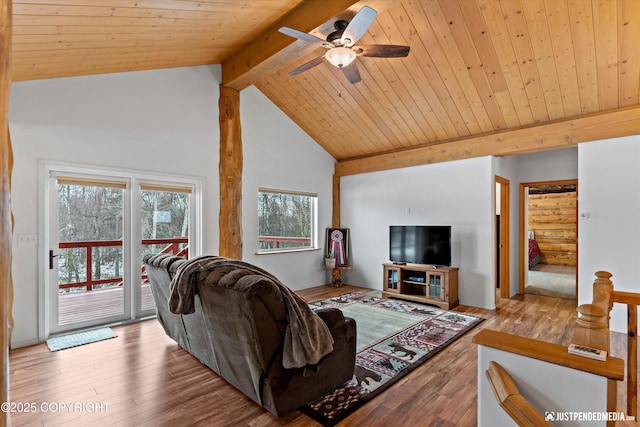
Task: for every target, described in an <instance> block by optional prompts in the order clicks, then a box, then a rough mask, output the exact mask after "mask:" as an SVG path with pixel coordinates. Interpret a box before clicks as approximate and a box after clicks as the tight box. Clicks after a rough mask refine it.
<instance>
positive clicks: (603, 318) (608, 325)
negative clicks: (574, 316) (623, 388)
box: [573, 271, 640, 419]
mask: <svg viewBox="0 0 640 427" xmlns="http://www.w3.org/2000/svg"><path fill="white" fill-rule="evenodd" d="M595 275H596V277H597V279H596V280H595V281H594V282H593V302H592V303H591V304H583V305H580V306H578V319H577V321H576V328H575V329H574V339H573V342H574V343H576V344H582V345H586V346H587V347H592V348H597V349H601V350H605V351H607V353H608V354H611V352H610V345H609V340H610V338H609V313H610V312H611V309H613V304H614V303H618V304H625V305H626V306H627V366H626V368H627V415H629V416H631V417H634V419H635V418H637V415H638V305H640V294H638V293H633V292H622V291H616V290H615V289H614V284H613V282H612V281H611V280H610V278H611V276H612V275H611V273H609V272H607V271H597V272H596V273H595Z"/></svg>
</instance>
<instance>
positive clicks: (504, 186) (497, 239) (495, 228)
mask: <svg viewBox="0 0 640 427" xmlns="http://www.w3.org/2000/svg"><path fill="white" fill-rule="evenodd" d="M494 182H495V197H494V198H495V211H496V225H495V229H496V245H495V246H496V266H495V278H496V292H495V294H496V299H497V297H498V296H500V298H509V297H510V296H511V295H510V293H511V290H510V286H509V283H510V280H509V278H510V271H511V270H510V267H509V264H510V259H509V252H510V245H509V240H510V237H509V226H510V225H509V224H510V218H509V217H510V210H509V206H510V197H509V193H510V182H509V180H508V179H506V178H502V177H500V176H498V175H495V177H494Z"/></svg>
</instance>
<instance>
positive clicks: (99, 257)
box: [58, 184, 190, 293]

**Assignment**
Please repeat each line above exactly as it appears, but omit the pictures.

**Final answer**
Task: for every target, described in an <instance> block by optional prompts in the order clicks, then a box, then a rough mask, output the exact mask after "mask:" as an SVG path with pixel coordinates. Interpret a box before clicks as approximate and a box after clicks as the tight box. Clicks after a rough mask refine it.
<instance>
positive clicks: (603, 318) (608, 325)
negative clicks: (574, 316) (623, 388)
box: [573, 271, 640, 419]
mask: <svg viewBox="0 0 640 427" xmlns="http://www.w3.org/2000/svg"><path fill="white" fill-rule="evenodd" d="M595 275H596V277H597V279H596V280H595V281H594V282H593V302H592V303H591V304H583V305H580V306H578V319H577V321H576V328H575V329H574V339H573V342H574V343H576V344H582V345H586V346H587V347H592V348H597V349H601V350H605V351H607V353H608V354H611V352H610V345H609V340H610V338H609V313H610V312H611V309H613V304H614V303H618V304H625V305H626V306H627V366H626V368H627V415H629V416H631V417H634V419H635V418H637V415H638V305H640V294H638V293H633V292H622V291H616V290H615V289H614V284H613V282H612V281H611V280H610V278H611V276H612V275H611V273H609V272H607V271H597V272H596V273H595Z"/></svg>
</instance>
<instance>
positive clicks: (504, 186) (497, 239) (495, 228)
mask: <svg viewBox="0 0 640 427" xmlns="http://www.w3.org/2000/svg"><path fill="white" fill-rule="evenodd" d="M494 182H495V197H494V198H495V211H496V225H495V229H496V245H495V246H496V266H495V278H496V292H495V294H496V299H497V297H498V296H500V298H509V297H510V296H511V295H510V293H511V290H510V286H509V283H510V280H509V278H510V271H511V270H510V267H509V264H510V259H509V252H510V245H509V240H510V237H509V226H510V225H509V224H510V218H509V217H510V210H509V206H510V197H509V193H510V182H509V180H508V179H506V178H502V177H500V176H498V175H495V177H494Z"/></svg>
</instance>
<instance>
positive clicks: (99, 257)
box: [58, 184, 190, 293]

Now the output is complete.